DIRECTION A: Write out, word for word, the stretch of the circuit pattern passage that starts with the words "For example, the third-second" and ends with "to the first direction D1 and the second direction D2.".
DIRECTION B: Pull out every line of the entries that contains the string "road", counting a line only when its capitalization matches.

The third circuit pattern 230 may include a plurality of third wiring portions. In detail, the third circuit pattern 230 may include the plurality of third wiring portions extending in different directions. For example, the third circuit pattern 230 may include a third-first wiring portion 231 and a third-second wiring portion 232 extending in different directions.

For example, the third-second wiring portion 232 may be disposed to extend in a direction the same as or similar to those of the first direction D1 and the second direction D2. In addition, the third-first wiring portion 231 may be disposed to extend in a third direction D3 and a fourth direction D4 that are different from the first direction D1 and the second direction D2. For example, the third-first wiring portion 231 may be disposed to extend in the third direction D3 and the fourth direction D4 that are perpendicular to the first direction D1 and the second direction D2.

Through this, the third circuit pattern may perform a role of one layer of the multiple-layer structure of the chip disposed in the chip mounting region CA, and a terminal of the chip connected to the third circuit pattern may be formed in the third direction and/or the fourth direction that are different directions from a terminal of the chip connected to the first circuit pattern and the second circuit pattern, so that more chip functions may be implemented on the flexible circuit board in a limited space, and a test for confirming signal transmission characteristics through the third circuit pattern may also be efficiently performed in a region other than a test region of the first circuit pattern and the second circuit pattern.

The third-second wiring portion 232 may be integrally formed with the second circuit pattern 220. In detail, the third-second wiring portion 232 may be integrally formed with the second wiring portion 221 or the second-first pad portion 222 of the second circuit pattern 220.

The third-first wiring portion 231 and the third-second wiring portion 232 may be connected to each other. In detail, the third-first wiring portion 231 and the third-second wiring portion 232 may be integrally formed.

In addition, the third circuit pattern 230 may include the plurality of third pad portions. For example, the third circuit pattern 230 may include two third pad portions. In detail, the third circuit pattern 230 may include a third-first pad portion 234 and a third-second pad portion 235. In detail, the third circuit pattern 230 may be formed in plural, and each of the third circuit patterns 230 may include two or two or more third pad portions.

The third-first pad portion 234 and the third-second pad portion 235 may be connected to the third-first wiring portion 231. That is, the third-first wiring portion 231 may be disposed between the third-first pad portion 234 and the third-second pad portion 235 and connected to the third-first pad portion 234 and the third-second pad portion 235. The third-first pad portion 234 and the third-second pad portion 235 may be disposed to face each other in the third direction D3 or the fourth direction D4.

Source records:
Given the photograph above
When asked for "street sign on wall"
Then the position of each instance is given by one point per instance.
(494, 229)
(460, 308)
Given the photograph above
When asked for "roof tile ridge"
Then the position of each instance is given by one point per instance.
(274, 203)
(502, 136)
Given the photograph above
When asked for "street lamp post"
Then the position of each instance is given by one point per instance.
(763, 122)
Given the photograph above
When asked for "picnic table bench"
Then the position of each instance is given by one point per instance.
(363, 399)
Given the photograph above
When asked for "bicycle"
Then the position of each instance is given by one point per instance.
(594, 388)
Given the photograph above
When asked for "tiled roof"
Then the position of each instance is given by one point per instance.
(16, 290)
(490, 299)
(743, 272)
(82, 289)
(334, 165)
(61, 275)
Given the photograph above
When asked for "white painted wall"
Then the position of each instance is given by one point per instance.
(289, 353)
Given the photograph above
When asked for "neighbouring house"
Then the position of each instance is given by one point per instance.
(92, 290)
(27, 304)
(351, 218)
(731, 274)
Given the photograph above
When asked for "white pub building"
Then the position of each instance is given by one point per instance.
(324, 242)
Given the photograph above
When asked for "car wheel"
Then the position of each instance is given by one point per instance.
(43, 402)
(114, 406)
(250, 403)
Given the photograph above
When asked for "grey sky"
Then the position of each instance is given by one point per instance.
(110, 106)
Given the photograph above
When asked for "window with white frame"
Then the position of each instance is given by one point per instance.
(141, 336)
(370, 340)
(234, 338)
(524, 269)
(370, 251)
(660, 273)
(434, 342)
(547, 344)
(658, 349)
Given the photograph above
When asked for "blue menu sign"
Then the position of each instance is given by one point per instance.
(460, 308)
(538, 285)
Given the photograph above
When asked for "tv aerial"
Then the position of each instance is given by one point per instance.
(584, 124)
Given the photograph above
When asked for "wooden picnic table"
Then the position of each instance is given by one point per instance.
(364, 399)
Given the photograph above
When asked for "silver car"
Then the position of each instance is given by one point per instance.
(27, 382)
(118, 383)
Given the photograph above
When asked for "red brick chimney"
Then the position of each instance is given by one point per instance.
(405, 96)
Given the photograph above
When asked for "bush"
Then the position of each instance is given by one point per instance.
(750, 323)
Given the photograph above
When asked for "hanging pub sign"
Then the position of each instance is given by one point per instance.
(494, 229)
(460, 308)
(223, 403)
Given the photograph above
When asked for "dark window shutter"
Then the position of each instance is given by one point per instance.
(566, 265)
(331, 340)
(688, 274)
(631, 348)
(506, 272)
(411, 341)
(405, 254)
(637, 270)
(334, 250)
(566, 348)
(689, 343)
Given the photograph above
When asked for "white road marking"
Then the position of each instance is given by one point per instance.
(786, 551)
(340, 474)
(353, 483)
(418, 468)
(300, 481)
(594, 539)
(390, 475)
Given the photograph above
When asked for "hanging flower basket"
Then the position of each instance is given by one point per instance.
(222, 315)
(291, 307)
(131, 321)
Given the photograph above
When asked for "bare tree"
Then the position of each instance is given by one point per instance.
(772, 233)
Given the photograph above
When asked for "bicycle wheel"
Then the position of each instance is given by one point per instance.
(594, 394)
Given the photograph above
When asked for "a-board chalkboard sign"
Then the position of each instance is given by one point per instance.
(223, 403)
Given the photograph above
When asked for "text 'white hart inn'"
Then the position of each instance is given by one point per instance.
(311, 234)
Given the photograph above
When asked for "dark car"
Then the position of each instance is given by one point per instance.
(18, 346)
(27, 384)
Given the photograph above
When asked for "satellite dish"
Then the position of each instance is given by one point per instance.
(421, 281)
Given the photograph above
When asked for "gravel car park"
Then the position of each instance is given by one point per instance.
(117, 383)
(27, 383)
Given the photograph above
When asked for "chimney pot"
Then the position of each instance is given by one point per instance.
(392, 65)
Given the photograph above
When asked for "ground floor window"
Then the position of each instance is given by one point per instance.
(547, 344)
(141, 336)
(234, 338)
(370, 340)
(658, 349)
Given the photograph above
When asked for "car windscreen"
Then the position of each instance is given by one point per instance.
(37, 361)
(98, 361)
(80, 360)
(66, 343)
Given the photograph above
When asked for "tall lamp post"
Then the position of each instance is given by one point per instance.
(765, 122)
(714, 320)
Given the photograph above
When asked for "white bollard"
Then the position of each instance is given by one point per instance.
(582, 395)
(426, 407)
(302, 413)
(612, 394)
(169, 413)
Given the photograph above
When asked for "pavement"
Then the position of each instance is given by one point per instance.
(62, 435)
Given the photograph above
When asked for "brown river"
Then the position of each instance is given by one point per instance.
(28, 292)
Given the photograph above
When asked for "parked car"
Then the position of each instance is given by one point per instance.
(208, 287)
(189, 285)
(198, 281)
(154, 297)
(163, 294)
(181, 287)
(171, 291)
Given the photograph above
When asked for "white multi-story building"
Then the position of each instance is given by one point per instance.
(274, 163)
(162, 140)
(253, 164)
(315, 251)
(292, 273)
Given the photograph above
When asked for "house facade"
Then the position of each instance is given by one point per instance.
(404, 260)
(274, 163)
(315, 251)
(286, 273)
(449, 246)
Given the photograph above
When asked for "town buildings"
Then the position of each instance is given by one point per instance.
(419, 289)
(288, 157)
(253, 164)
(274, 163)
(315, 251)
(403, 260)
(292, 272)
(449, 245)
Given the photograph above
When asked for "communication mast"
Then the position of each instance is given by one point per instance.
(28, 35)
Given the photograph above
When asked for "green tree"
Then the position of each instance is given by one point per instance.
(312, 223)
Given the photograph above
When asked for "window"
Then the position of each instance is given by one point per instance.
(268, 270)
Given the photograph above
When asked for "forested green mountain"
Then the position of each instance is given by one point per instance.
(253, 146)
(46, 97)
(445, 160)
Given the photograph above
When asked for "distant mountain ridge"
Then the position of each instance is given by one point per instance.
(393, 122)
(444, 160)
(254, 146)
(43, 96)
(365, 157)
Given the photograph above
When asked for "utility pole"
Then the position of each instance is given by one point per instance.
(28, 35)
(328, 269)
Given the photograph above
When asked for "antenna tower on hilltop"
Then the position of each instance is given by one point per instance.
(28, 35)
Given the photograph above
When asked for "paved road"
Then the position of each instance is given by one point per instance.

WRITTEN REPLY A:
For example, the third-second wiring portion 232 may be disposed to extend in a direction the same as or similar to those of the first direction D1 and the second direction D2. In addition, the third-first wiring portion 231 may be disposed to extend in a third direction D3 and a fourth direction D4 that are different from the first direction D1 and the second direction D2. For example, the third-first wiring portion 231 may be disposed to extend in the third direction D3 and the fourth direction D4 that are perpendicular to the first direction D1 and the second direction D2.

WRITTEN REPLY B:
When asked for "white road marking"
When asked for "paved road"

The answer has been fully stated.